## EXCERPTED TEXT
======

By Jillian Morgan   

Financing Infrastructure

ALBERTA—Alberta Premier Rachel Notley announced Tuesday that the province would contribute up to $2 billion to cover “unforeseen” costs associated with the construction of the Trans Mountain pipeline.

Notley would not provide details on which circumstances would warrant the payout, but said that information will be released soon – emphasizing that it’s possible the province would not spend “a cent” of the backstop.

Alberta agreed to provide support to the federal government in its $4.5 billion acquisition of the Trans Mountain Expansion Project under three conditions: resumption of construction, timely completion of the project and value for Albertans in exchange for support provided by the province.

If the backstop is required, Alberta will receive equity in the project commensurate with its contribution and would share eligible costs with the federal government.


Notley said the contribution would be payable only “once oil starts flowing,” and that construction work is expected to begin within a few weeks time, despite continued opposition from the B.C government.

B.C. Premier John Horgan said in a statement that the province would continue with its reference case to regulate oil flow through the province.

“It does not matter who owns the pipeline,” Horgan said. “What matters is defending our coast — and our lands, rivers and streams — from the impact of a dilbit spill.”

Still, Notley remained confident that the case, filed in April, would have less relevance now that the pipeline is a federal project with crown immunity.

Notley said Alberta does not plan to exercise Bill 12 – its “turn off the taps” legislation, which would prevent shipment of oil products to B.C. – in the near future but would consider using it if necessary, and doesn’t expect crown immunity to block that action.

“The crisis has passed, at least for now,” Notley said.

======

## WHAT THE TASK ASKS
Print the passage of the Trans Mountain pipeline article starting with "Financing Infrastructure" and going on through "by the province.". The material is not needed here.

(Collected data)
======

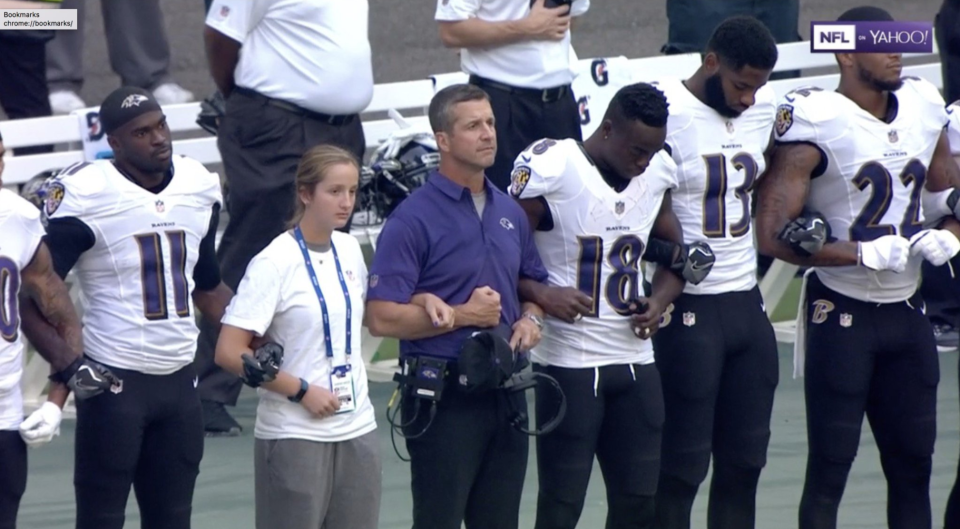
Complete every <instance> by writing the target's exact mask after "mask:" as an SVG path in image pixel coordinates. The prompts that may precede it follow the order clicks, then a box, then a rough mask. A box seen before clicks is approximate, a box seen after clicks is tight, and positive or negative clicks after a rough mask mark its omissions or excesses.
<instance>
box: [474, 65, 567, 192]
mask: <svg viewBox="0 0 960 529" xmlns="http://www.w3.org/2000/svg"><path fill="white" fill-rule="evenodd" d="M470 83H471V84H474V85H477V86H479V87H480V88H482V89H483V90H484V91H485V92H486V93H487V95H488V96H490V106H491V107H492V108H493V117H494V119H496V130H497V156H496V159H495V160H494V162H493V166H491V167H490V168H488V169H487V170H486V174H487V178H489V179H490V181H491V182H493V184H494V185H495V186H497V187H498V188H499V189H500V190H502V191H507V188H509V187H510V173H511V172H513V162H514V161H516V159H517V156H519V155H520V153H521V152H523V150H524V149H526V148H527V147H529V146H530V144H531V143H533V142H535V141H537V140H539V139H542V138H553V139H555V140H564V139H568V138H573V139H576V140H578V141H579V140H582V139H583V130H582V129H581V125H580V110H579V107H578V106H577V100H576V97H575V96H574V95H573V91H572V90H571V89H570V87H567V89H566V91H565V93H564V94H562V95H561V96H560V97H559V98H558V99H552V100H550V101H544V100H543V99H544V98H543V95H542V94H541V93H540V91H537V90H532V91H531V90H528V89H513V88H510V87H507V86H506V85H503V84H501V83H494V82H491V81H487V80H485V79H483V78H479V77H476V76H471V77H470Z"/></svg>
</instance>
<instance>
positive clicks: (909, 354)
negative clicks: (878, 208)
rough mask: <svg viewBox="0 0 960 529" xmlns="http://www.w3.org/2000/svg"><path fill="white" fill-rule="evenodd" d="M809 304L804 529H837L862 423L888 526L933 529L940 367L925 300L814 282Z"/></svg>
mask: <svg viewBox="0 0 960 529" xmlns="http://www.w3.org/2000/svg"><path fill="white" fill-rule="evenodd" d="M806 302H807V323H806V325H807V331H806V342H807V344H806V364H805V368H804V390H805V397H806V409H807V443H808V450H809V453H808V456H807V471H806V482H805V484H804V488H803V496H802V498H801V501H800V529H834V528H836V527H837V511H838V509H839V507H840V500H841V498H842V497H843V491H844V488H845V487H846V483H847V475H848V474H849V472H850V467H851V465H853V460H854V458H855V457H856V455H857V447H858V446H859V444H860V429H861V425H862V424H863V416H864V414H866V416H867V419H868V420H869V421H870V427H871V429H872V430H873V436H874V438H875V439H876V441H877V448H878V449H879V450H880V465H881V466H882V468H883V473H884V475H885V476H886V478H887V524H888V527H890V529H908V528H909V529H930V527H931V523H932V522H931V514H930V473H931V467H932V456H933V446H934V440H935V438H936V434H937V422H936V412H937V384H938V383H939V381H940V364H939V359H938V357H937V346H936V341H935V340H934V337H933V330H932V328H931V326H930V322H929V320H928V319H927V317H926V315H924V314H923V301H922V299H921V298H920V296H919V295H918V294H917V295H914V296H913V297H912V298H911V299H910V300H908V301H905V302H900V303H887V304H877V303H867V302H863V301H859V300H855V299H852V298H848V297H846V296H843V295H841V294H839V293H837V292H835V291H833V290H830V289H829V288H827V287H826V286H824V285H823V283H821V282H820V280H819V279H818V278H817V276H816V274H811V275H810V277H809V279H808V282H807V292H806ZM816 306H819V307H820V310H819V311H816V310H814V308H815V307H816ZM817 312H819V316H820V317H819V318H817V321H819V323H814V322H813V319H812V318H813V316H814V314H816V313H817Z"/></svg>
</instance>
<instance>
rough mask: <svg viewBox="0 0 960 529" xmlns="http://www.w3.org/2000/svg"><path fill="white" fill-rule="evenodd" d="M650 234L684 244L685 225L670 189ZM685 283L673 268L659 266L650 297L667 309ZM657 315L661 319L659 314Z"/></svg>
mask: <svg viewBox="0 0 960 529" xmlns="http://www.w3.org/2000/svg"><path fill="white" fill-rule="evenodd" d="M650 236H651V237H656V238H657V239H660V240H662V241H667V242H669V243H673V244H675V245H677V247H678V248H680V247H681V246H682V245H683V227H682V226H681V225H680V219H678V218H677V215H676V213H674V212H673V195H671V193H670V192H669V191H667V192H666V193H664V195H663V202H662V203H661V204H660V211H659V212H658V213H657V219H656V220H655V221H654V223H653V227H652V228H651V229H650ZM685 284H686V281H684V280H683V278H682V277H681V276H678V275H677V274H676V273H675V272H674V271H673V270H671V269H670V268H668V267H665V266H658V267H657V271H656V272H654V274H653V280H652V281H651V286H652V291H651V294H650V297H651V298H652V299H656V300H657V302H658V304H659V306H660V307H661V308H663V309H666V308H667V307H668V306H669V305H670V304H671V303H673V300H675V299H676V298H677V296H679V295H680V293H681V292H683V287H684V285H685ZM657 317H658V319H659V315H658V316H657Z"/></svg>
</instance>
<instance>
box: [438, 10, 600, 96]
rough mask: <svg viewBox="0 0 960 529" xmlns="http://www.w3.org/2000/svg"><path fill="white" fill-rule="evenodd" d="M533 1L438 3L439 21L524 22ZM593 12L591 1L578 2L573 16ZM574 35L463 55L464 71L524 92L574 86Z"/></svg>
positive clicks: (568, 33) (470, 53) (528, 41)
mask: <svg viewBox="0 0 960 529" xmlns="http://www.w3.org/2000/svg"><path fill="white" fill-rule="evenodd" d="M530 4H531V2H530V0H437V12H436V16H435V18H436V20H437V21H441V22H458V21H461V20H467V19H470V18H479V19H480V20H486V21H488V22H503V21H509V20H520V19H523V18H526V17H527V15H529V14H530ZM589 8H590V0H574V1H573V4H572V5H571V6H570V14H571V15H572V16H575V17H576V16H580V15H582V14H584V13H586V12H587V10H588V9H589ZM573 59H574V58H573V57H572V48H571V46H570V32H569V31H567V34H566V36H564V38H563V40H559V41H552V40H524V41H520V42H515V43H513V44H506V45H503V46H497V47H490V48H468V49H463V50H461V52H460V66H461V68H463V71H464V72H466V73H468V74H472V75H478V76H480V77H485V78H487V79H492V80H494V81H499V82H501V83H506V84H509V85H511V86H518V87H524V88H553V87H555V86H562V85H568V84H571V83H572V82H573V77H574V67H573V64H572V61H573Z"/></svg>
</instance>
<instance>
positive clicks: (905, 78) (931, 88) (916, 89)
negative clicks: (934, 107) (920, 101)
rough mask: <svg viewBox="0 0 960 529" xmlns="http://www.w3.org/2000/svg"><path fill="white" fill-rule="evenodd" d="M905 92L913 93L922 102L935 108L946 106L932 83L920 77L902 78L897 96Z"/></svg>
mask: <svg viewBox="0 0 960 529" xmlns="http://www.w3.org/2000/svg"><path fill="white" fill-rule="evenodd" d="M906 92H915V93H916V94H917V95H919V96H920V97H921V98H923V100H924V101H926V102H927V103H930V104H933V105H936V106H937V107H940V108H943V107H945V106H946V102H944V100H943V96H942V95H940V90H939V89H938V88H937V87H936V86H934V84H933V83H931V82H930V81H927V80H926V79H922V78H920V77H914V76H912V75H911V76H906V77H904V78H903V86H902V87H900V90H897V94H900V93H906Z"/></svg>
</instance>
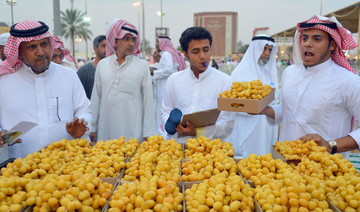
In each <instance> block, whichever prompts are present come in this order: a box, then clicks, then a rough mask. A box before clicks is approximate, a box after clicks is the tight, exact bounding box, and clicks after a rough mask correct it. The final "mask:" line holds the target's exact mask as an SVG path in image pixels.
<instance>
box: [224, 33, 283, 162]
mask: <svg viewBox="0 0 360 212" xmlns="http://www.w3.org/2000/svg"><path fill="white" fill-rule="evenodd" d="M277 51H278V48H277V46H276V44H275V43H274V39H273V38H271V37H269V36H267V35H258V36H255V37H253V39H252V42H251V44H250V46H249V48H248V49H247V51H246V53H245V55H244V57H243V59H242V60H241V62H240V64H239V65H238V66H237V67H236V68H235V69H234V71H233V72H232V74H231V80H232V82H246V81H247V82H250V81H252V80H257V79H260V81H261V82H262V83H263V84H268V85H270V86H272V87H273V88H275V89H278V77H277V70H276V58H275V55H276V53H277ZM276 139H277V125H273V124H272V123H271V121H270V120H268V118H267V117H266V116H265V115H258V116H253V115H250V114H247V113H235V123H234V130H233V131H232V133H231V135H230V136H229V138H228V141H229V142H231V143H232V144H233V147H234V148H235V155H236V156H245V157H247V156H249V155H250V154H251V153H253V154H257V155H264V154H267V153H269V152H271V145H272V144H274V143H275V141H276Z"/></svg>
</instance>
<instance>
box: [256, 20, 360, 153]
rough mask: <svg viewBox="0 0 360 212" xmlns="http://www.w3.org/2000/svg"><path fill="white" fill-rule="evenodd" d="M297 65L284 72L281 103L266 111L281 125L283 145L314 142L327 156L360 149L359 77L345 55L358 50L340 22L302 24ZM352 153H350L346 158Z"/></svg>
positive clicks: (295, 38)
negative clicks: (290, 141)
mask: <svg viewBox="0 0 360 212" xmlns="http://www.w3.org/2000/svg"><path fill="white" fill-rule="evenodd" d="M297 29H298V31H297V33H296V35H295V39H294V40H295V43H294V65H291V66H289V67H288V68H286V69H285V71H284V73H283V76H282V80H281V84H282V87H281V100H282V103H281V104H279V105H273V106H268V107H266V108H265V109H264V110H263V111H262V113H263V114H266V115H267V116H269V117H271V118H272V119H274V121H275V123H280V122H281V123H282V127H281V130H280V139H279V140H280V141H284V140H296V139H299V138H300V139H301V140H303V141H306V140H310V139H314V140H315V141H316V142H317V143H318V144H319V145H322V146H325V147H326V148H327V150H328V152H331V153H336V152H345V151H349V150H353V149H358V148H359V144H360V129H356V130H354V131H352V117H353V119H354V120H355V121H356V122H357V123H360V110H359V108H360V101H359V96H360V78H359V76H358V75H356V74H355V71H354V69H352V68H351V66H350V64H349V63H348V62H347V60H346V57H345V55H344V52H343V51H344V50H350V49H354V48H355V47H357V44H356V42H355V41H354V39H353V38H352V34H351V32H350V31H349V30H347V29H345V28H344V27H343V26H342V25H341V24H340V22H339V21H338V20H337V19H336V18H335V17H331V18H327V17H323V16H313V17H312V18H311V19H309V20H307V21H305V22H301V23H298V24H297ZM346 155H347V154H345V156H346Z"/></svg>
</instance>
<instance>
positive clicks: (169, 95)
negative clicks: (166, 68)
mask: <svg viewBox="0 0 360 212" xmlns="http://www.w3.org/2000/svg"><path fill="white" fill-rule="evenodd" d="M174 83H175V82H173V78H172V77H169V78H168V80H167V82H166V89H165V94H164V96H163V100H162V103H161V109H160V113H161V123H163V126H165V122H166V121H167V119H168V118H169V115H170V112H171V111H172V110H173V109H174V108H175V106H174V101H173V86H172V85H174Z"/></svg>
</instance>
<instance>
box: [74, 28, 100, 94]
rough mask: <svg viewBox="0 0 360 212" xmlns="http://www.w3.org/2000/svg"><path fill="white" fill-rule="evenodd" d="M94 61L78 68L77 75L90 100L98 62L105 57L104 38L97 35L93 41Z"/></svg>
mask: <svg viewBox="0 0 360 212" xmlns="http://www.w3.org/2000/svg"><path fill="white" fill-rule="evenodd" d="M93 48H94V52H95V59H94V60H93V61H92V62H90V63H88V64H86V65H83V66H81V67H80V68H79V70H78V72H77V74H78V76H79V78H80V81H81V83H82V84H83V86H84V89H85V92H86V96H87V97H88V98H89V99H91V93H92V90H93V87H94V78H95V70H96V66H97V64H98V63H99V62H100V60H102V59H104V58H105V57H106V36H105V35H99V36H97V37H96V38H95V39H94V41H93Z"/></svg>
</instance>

======

## EXERCISE SOLUTION
Financing Infrastructure

ALBERTA—Alberta Premier Rachel Notley announced Tuesday that the province would contribute up to $2 billion to cover “unforeseen” costs associated with the construction of the Trans Mountain pipeline.

Notley would not provide details on which circumstances would warrant the payout, but said that information will be released soon – emphasizing that it’s possible the province would not spend “a cent” of the backstop.

Alberta agreed to provide support to the federal government in its $4.5 billion acquisition of the Trans Mountain Expansion Project under three conditions: resumption of construction, timely completion of the project and value for Albertans in exchange for support provided by the province.